─── The records ───
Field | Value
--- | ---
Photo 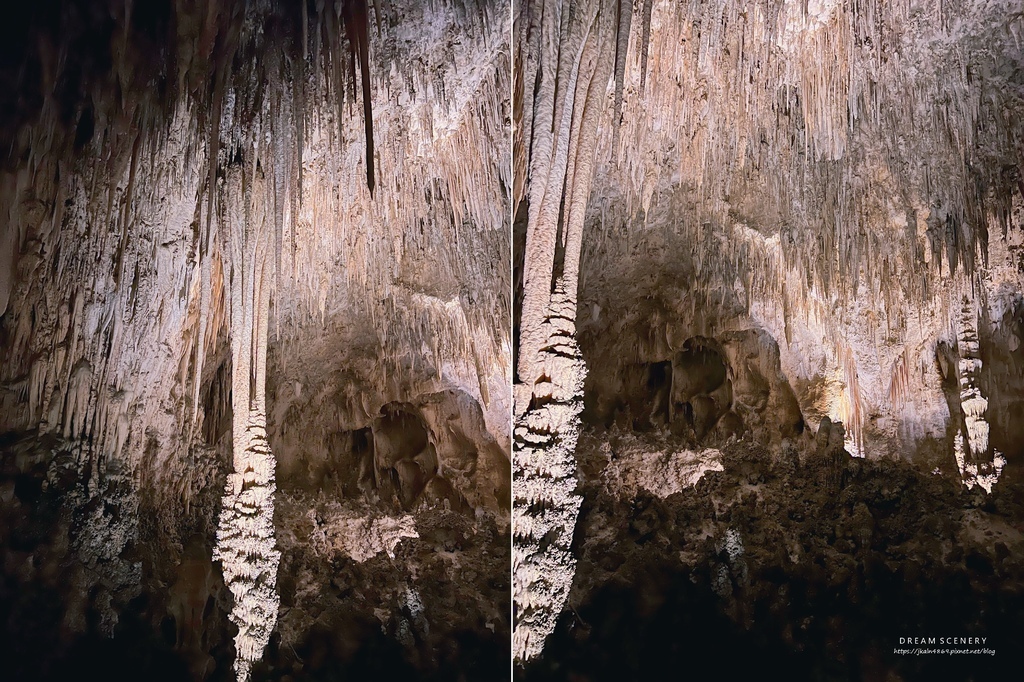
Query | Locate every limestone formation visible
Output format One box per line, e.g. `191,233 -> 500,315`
───
■ Exercise directions: Each line above should be printed again exactly, though the pictures should not be.

■ Response to this task:
Field | Value
--- | ---
Photo 
Query | Locate every limestone formation visible
Output format One box per line, e.g. `191,233 -> 500,315`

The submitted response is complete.